To do: Reproduce word for word the stretch of the listing below from the line containing "Find the grass" through the line containing "x=447, y=68", including both of those lines and nothing else.

[Data items]
===
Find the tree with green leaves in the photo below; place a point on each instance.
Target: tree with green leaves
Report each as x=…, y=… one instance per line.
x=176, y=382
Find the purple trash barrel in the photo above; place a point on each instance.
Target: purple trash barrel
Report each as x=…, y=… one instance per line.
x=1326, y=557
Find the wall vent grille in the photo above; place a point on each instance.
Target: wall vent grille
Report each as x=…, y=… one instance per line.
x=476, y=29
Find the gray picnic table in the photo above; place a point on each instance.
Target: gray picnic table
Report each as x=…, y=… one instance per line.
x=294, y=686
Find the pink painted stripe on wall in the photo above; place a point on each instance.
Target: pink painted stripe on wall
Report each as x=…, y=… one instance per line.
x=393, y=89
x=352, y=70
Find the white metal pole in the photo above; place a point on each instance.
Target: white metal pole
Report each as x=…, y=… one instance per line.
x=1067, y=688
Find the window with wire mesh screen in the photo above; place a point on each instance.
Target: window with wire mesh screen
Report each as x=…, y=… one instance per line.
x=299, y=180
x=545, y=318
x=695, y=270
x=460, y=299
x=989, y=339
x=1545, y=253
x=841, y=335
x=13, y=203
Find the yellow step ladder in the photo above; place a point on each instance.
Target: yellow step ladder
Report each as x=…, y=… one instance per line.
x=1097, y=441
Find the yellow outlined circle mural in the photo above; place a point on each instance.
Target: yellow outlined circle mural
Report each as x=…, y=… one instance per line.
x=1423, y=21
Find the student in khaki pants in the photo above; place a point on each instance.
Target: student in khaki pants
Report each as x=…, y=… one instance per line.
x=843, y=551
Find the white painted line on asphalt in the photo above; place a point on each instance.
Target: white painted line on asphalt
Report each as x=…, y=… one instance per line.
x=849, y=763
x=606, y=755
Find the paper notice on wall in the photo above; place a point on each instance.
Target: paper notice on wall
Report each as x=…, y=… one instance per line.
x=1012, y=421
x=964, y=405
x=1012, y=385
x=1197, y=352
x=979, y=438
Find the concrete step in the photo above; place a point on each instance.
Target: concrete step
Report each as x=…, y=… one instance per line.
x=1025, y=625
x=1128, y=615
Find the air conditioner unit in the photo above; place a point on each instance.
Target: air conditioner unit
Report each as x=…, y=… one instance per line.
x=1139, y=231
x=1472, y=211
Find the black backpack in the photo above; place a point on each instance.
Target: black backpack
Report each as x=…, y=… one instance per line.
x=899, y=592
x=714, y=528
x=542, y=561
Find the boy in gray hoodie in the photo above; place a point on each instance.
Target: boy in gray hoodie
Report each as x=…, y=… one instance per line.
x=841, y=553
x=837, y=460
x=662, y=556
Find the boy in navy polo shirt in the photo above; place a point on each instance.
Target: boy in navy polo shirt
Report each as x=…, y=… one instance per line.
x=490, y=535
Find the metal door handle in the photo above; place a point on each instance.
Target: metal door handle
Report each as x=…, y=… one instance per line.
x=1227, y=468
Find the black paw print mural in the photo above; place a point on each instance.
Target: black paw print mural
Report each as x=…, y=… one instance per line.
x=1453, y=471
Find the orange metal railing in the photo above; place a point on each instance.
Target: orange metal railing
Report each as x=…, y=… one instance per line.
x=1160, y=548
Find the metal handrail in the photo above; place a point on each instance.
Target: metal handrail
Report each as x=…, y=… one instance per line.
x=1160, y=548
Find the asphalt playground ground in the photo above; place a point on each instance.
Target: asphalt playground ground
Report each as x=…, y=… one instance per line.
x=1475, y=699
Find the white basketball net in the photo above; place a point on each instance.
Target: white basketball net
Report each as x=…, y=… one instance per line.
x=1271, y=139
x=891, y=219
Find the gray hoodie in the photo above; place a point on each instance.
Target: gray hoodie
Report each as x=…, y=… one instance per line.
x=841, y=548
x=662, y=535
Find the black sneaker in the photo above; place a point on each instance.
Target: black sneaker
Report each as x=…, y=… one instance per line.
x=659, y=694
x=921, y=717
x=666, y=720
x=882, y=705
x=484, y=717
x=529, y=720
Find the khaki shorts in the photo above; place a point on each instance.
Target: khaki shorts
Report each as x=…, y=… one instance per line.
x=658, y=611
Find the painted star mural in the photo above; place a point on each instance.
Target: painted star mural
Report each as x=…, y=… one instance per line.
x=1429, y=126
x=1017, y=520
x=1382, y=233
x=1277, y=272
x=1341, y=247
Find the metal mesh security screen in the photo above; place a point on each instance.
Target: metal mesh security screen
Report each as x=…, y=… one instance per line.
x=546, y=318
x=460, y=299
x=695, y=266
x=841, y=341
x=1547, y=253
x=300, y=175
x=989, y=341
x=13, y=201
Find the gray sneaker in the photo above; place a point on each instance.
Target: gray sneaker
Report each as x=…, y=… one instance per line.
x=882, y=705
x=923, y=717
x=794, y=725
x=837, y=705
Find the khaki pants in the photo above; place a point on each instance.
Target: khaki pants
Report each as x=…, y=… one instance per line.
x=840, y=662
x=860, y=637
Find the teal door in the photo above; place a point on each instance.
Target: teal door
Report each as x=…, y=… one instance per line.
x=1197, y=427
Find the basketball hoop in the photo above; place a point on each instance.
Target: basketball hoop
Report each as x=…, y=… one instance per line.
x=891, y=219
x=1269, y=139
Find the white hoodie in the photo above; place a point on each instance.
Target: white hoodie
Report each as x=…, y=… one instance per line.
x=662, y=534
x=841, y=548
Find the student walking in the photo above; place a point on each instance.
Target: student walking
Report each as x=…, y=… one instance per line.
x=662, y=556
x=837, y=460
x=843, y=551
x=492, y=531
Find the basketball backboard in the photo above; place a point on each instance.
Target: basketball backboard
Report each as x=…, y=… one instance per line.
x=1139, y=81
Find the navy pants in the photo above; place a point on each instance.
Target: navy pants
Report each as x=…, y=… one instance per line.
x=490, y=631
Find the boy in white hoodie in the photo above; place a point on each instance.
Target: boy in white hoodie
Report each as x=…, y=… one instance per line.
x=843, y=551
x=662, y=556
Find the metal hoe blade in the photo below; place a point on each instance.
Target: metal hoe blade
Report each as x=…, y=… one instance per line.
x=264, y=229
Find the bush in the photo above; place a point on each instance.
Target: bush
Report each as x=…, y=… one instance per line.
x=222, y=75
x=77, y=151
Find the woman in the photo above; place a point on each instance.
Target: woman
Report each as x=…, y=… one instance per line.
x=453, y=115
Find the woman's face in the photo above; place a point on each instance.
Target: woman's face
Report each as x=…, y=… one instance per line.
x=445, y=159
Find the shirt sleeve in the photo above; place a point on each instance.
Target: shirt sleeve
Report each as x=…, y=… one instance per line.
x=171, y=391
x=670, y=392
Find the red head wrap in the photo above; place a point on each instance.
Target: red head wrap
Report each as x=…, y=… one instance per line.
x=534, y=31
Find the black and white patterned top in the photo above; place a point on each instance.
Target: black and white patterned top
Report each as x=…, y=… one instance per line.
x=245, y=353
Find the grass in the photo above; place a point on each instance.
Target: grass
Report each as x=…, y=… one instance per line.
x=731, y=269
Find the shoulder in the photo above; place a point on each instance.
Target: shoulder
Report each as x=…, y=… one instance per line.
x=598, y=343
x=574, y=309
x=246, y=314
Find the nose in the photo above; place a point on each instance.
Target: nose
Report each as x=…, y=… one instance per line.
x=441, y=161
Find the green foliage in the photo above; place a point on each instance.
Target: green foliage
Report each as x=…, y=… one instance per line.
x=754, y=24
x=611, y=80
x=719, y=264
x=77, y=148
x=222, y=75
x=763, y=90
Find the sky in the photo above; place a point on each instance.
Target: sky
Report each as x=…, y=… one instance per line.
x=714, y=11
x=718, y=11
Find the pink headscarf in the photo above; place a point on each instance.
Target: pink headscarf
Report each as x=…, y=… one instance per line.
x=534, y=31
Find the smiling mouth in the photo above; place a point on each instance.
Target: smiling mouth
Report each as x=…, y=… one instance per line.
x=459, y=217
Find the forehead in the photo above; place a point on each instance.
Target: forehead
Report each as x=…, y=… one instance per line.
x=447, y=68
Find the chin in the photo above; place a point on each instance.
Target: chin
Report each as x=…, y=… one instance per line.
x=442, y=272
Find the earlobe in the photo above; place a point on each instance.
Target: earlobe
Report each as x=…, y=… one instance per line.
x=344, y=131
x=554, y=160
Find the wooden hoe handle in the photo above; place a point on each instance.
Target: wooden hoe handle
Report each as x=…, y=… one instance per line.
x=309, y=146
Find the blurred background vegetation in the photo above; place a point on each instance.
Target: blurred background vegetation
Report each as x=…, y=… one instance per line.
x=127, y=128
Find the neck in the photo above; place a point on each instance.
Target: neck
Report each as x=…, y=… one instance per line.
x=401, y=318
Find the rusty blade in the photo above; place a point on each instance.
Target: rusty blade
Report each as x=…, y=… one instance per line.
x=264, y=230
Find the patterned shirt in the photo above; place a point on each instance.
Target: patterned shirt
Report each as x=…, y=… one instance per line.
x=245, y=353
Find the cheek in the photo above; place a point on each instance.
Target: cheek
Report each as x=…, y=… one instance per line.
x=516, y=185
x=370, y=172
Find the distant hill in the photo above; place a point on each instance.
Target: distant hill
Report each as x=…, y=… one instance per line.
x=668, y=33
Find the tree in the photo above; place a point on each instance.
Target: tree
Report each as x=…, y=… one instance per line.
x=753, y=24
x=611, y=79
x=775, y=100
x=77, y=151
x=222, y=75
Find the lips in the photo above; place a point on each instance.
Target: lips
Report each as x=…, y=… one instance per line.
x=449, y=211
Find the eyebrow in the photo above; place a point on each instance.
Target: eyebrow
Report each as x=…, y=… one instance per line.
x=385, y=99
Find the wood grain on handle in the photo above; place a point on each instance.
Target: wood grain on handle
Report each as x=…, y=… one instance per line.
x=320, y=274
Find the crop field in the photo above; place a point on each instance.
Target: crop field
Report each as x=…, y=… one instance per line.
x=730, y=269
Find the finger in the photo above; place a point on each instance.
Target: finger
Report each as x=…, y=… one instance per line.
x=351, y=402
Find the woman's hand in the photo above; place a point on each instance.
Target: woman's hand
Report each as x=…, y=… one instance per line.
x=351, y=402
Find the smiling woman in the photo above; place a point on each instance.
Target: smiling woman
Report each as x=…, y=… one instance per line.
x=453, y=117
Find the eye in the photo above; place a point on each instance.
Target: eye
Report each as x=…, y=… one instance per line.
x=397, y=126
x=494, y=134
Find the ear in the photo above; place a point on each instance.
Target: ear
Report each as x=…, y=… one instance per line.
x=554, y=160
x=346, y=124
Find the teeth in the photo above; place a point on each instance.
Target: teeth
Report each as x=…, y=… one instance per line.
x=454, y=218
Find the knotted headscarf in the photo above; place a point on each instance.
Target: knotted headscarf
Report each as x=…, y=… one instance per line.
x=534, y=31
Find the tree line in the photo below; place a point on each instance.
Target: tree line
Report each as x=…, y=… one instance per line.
===
Task answer:
Find the grass in the photo above; place a point on each instance.
Target: grass
Report each as x=…, y=… one instance per line.
x=731, y=269
Find the shoulder in the photo above; place a point on each instance.
Target: shoulder
Report each as x=…, y=… one instance per line.
x=598, y=343
x=574, y=309
x=246, y=314
Find the nose in the photo above; place a point on each instance.
Target: nose
Report each as x=…, y=… one instance per line.
x=441, y=161
Find the green foliage in the photo above; place a point on each instance.
Target: green foliage
Report each as x=…, y=… one instance per line.
x=754, y=24
x=611, y=80
x=719, y=264
x=77, y=148
x=222, y=75
x=763, y=90
Find the sky in the photo above; place a point on each instance.
Target: sky
Report each as x=…, y=… one instance per line.
x=714, y=11
x=718, y=11
Find the pink headscarf in the photo above; place a point on each instance.
Target: pink headscarf
Report each as x=…, y=… one instance per line.
x=534, y=31
Find the smiling mouth in the photo above; place a point on each instance.
Target: smiling mouth
Report each as x=…, y=… one instance per line.
x=459, y=217
Find the forehead in the photo above; place a point on each instance.
Target: forehead
Report each as x=…, y=… one instance per line.
x=447, y=68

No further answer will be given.